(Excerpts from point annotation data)
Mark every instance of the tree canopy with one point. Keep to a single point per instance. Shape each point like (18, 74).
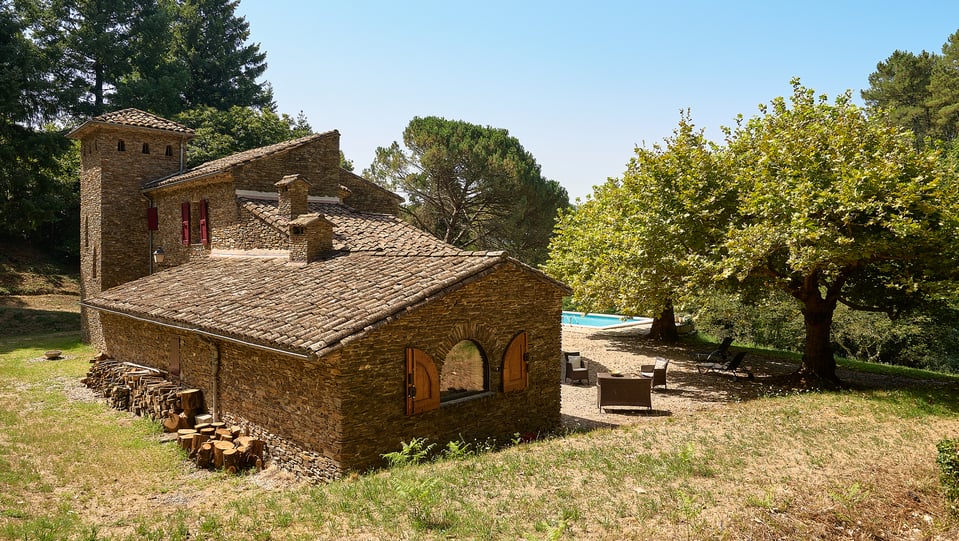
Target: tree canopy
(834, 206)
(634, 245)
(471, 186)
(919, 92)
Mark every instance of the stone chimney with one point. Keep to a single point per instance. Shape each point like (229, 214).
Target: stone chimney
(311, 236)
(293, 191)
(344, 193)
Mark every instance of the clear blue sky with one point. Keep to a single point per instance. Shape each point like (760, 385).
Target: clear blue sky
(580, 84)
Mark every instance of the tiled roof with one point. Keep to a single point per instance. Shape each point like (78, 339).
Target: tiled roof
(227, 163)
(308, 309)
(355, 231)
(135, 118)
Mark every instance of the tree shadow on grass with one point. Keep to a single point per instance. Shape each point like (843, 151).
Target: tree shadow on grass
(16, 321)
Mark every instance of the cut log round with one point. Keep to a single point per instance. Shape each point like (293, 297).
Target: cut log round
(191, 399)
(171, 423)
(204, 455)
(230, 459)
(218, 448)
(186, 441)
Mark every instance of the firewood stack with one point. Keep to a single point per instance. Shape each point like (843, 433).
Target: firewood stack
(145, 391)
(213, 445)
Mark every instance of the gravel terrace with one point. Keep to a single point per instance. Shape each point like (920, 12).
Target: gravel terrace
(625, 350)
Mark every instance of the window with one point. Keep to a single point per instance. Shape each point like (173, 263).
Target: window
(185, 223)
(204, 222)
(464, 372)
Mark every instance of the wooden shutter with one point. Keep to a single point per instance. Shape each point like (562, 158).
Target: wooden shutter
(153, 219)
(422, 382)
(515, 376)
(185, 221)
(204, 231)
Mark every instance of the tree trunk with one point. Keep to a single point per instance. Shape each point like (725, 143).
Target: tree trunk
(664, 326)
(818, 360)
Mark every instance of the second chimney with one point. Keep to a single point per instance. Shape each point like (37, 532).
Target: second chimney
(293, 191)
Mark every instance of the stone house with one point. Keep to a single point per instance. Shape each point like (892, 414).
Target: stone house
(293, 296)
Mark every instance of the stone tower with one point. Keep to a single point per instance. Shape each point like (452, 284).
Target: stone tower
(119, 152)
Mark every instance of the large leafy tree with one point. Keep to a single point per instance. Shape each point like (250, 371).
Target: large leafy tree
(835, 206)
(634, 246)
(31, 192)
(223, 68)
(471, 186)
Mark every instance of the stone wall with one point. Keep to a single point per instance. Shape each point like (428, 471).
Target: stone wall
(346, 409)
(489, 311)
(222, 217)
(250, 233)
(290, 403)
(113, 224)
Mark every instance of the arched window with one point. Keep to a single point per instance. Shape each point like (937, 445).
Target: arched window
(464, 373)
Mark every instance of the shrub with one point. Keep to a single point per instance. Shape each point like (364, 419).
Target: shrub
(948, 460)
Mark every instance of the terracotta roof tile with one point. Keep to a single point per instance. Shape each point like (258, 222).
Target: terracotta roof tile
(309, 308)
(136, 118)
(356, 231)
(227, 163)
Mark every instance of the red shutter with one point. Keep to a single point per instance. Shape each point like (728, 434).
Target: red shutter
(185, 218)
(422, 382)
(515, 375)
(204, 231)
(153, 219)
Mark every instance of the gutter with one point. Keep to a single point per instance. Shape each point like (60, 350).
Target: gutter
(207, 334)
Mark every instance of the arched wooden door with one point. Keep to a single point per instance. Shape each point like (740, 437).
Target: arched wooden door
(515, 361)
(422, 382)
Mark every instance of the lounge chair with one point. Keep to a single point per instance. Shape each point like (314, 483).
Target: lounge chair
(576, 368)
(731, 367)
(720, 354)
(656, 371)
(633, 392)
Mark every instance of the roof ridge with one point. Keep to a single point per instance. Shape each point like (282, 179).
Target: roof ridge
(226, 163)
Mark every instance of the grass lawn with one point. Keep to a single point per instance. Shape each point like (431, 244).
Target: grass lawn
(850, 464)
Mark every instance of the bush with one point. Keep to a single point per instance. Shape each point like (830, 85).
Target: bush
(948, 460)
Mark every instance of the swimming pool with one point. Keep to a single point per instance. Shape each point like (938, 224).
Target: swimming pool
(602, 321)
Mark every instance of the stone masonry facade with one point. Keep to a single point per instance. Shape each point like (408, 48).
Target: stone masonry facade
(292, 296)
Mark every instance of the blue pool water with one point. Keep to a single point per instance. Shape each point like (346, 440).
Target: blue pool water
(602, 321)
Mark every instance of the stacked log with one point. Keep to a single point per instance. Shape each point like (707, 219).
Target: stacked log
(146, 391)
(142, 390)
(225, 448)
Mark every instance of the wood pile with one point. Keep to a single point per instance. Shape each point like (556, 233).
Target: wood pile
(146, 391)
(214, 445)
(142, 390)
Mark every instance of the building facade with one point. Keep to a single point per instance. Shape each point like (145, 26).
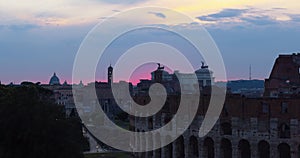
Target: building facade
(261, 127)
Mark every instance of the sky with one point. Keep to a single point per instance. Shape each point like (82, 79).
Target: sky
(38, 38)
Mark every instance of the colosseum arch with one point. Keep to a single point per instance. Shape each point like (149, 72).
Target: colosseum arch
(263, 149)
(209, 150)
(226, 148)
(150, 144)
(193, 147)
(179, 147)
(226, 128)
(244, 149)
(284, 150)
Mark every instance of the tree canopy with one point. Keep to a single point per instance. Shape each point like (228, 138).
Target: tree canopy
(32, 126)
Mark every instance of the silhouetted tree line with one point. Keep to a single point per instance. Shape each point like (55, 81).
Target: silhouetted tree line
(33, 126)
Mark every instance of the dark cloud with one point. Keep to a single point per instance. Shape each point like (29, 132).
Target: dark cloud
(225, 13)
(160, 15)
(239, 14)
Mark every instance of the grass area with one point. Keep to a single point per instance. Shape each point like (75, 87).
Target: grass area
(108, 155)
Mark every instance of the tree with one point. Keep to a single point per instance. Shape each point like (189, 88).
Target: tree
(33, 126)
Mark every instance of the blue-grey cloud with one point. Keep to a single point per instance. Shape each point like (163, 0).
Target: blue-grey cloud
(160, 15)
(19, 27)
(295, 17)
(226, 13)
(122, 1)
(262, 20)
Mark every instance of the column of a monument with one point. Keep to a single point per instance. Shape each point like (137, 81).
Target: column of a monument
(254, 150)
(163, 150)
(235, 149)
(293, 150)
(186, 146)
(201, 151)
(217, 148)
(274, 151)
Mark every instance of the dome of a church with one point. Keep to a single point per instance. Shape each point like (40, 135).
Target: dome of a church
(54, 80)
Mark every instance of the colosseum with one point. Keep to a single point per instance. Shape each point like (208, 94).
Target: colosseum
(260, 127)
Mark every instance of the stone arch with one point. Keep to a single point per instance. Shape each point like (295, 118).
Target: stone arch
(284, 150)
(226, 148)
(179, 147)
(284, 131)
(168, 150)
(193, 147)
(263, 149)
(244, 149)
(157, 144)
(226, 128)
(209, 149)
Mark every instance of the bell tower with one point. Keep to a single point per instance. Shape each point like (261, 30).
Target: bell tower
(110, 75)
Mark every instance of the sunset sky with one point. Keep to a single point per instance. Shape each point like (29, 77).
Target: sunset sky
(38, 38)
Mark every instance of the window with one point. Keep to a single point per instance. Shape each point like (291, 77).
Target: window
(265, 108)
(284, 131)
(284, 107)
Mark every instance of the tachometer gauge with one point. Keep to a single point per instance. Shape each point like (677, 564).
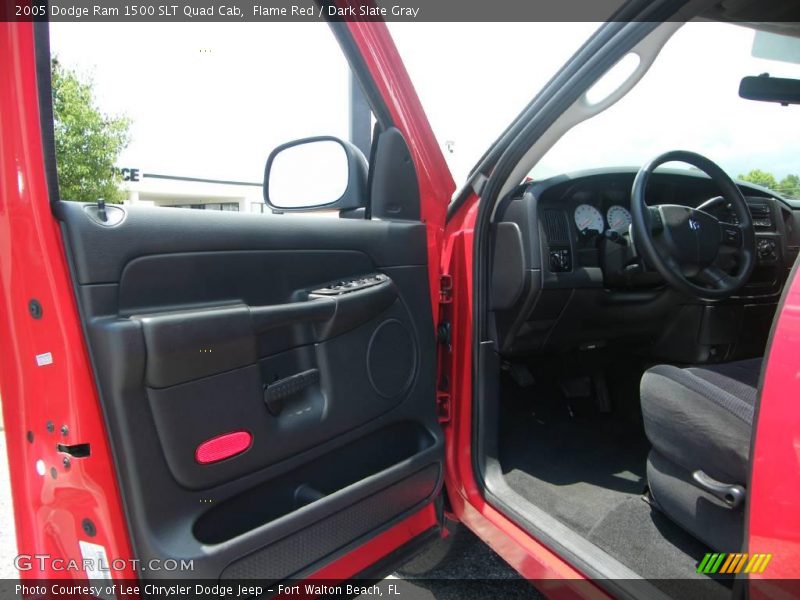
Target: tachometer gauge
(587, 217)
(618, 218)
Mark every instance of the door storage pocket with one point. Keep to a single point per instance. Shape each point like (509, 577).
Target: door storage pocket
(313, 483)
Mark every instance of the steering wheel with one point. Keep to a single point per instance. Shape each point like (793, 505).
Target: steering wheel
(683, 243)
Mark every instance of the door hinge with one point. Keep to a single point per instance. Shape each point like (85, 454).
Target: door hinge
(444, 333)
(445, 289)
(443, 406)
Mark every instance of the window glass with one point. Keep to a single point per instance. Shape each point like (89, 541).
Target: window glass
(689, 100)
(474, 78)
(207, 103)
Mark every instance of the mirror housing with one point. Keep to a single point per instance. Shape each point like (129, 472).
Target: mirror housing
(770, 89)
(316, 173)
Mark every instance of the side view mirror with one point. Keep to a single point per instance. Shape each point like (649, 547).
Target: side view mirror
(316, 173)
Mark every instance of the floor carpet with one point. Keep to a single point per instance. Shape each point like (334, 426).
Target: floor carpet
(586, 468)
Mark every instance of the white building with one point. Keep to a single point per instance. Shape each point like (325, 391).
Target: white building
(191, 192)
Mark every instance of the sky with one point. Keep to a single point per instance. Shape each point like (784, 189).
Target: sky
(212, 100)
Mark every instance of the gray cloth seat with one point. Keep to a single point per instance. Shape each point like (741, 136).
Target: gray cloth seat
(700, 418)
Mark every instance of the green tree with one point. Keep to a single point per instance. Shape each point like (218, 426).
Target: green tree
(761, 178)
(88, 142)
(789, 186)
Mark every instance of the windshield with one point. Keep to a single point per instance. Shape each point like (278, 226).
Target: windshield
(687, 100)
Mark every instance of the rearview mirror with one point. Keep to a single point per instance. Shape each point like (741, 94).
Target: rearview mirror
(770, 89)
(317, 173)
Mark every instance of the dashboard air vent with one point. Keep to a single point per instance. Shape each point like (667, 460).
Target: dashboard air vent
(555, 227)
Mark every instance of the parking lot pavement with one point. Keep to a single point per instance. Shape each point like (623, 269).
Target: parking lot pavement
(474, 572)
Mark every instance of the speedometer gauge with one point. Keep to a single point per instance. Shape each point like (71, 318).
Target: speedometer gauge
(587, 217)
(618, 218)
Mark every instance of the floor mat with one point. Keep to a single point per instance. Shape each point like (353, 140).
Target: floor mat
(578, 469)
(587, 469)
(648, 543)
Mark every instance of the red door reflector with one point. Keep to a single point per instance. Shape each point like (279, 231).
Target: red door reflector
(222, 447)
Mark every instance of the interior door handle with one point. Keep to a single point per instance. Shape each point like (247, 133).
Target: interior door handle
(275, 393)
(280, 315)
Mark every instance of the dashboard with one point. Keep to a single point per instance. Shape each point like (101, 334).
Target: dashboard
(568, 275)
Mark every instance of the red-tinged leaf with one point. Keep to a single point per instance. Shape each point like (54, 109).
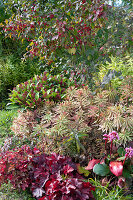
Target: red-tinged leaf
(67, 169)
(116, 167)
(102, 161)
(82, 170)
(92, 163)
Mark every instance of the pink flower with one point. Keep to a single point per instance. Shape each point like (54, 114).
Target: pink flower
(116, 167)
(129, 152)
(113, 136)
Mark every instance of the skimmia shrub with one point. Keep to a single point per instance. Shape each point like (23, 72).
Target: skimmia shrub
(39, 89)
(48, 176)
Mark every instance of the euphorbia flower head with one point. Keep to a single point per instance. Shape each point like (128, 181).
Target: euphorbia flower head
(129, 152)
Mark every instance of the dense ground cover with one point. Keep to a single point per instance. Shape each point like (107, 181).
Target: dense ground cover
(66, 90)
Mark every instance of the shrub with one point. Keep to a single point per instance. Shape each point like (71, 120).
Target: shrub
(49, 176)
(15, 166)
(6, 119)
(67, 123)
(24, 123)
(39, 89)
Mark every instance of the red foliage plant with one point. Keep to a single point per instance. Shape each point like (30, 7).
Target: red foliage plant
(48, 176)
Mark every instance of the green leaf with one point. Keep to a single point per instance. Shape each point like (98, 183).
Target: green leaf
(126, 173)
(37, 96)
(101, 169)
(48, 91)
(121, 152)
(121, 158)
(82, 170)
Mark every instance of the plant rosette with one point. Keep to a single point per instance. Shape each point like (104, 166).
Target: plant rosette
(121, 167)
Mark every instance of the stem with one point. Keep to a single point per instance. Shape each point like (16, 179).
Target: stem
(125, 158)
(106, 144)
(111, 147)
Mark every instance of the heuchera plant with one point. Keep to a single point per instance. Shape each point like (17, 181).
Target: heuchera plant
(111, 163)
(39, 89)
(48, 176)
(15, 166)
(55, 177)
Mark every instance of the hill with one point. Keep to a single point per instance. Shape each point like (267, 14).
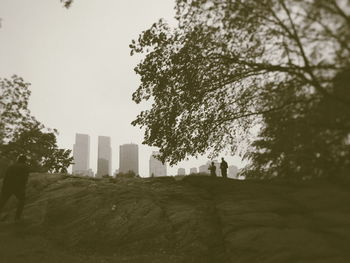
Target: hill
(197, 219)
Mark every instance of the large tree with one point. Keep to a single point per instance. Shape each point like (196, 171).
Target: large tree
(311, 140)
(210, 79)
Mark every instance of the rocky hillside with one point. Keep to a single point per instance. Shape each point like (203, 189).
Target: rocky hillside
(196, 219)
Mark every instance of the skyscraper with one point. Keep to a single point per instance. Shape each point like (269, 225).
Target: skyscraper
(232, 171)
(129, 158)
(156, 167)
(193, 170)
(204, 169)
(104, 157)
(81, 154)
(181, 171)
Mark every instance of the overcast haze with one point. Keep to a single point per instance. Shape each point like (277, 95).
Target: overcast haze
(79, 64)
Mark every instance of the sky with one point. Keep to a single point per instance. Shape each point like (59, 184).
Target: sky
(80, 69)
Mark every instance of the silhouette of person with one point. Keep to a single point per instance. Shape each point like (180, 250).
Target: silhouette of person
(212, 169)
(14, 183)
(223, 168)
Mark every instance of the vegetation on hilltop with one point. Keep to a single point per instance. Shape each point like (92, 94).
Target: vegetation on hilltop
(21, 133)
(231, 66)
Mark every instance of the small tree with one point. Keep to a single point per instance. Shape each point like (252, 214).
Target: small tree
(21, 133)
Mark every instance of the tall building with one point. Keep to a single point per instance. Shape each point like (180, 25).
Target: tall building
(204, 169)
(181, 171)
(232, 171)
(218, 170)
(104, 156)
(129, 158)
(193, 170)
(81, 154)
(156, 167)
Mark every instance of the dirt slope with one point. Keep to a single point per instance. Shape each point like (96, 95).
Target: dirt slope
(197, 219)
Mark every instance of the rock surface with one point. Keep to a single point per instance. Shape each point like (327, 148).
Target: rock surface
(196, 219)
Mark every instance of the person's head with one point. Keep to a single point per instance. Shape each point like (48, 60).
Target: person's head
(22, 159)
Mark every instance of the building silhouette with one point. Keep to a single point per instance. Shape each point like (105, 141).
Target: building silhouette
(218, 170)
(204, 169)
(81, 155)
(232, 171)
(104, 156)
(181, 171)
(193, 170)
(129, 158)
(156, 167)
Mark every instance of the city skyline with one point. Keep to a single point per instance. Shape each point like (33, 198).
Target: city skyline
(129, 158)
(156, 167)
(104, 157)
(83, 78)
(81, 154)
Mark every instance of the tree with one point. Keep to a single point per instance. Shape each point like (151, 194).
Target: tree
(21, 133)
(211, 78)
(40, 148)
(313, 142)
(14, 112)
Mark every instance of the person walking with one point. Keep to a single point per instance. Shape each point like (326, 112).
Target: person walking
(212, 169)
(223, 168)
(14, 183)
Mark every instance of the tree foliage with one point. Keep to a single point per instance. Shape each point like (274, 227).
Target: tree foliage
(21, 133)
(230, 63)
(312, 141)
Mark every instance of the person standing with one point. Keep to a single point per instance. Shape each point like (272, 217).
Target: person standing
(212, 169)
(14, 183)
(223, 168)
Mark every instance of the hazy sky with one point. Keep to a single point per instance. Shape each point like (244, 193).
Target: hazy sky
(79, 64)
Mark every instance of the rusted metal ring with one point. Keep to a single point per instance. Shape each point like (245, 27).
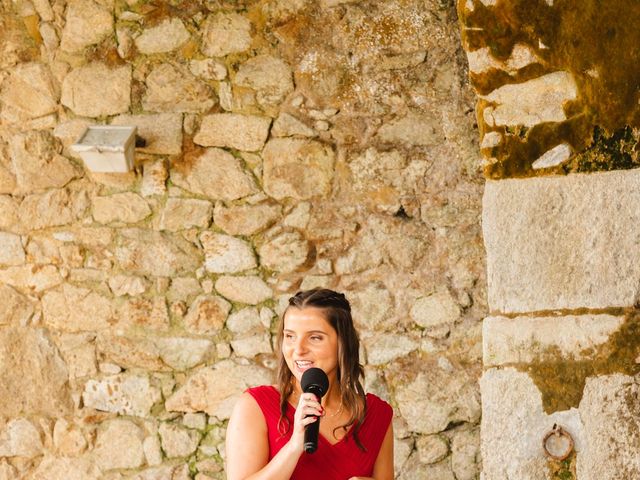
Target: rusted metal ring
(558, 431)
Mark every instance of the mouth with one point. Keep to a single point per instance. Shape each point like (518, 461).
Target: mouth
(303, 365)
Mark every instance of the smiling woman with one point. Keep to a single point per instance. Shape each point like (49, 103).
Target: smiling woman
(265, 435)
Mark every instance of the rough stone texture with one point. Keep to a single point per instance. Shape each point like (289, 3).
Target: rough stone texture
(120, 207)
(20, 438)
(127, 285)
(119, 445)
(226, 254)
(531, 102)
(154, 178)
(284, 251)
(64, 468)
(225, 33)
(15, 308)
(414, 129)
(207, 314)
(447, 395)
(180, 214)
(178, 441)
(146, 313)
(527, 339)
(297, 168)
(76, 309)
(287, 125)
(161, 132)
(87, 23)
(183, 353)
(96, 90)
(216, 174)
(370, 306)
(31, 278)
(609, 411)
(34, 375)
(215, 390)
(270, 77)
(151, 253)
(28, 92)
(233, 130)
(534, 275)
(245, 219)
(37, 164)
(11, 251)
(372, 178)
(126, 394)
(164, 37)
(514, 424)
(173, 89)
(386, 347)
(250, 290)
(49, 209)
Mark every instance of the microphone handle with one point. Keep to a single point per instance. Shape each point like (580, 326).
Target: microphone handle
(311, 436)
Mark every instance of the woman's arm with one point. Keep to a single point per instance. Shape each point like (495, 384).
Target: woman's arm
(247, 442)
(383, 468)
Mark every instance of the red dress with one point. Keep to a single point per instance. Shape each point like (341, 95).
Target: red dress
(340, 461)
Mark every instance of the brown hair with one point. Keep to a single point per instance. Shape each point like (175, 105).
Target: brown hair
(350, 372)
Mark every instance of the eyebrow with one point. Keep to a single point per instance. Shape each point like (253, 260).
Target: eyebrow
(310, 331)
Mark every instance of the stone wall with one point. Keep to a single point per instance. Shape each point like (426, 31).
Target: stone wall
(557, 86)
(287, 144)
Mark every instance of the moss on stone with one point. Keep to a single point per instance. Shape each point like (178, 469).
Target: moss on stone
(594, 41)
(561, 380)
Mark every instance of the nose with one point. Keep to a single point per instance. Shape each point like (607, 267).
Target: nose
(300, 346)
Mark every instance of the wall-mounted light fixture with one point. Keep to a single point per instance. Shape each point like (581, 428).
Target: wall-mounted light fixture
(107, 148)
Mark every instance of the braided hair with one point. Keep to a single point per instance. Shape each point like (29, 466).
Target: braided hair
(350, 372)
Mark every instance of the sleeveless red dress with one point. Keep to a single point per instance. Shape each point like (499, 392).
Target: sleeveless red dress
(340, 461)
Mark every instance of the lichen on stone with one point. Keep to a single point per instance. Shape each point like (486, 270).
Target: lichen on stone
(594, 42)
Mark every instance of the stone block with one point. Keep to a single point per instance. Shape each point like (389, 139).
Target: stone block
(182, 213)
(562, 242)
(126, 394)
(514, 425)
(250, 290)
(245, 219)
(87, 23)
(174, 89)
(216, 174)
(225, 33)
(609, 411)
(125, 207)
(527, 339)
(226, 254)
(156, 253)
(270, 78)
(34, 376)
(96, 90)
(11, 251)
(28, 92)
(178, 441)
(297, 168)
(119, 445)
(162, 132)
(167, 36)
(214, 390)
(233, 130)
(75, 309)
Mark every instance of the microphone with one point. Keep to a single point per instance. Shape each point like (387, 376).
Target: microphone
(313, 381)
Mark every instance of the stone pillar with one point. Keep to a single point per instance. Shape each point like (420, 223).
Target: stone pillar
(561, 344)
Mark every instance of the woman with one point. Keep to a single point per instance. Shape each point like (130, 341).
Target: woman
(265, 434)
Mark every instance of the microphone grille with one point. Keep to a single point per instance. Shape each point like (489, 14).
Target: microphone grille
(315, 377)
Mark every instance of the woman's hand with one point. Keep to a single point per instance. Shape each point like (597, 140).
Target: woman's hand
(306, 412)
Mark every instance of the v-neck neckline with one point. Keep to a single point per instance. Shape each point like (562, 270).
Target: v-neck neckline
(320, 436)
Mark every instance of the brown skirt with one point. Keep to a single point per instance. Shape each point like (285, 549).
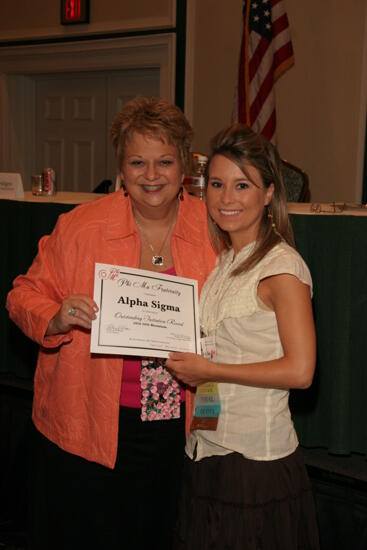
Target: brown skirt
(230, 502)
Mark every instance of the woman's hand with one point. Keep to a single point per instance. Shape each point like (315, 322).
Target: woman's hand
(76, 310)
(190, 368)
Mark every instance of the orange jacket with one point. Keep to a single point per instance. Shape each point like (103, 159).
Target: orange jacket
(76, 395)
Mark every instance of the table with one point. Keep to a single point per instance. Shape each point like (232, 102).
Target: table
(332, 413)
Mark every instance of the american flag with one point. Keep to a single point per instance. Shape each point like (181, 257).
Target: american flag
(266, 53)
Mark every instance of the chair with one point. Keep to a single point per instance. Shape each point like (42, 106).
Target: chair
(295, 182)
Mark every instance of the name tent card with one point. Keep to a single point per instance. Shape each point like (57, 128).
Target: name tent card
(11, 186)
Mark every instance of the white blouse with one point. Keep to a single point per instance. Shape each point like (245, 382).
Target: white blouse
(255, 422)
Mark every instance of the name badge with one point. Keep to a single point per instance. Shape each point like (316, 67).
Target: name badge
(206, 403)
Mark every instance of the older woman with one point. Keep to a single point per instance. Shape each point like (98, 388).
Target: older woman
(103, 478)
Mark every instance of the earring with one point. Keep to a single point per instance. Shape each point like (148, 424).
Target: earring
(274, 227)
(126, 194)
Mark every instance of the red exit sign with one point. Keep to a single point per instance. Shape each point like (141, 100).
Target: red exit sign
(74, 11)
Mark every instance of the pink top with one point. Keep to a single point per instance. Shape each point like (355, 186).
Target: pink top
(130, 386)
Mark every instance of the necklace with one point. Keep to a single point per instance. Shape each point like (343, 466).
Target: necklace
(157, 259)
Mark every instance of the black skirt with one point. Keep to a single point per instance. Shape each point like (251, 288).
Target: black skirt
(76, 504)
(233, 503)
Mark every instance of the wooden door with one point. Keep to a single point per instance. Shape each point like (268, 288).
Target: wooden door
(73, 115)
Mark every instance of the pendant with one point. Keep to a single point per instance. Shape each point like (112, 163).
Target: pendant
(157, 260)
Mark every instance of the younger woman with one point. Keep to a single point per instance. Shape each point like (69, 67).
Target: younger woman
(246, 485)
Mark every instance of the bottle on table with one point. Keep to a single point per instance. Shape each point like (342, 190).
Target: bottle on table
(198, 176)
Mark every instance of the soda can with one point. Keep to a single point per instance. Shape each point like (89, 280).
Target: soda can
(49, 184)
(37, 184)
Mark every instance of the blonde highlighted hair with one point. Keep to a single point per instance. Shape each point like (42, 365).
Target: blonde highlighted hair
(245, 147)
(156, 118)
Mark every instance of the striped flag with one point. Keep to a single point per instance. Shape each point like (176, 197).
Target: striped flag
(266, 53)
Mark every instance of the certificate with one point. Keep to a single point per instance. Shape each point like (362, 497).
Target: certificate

# Task instructions:
Rewrite the entries from the line containing "Mark every instance of the certificate" through the end of the entries, swapping "certificate" for "diploma" and leaving everything else the same.

# Solution:
Mark every instance of the diploma with one point. Keep to a single point per instance. Shape each point like (362, 497).
Target: diploma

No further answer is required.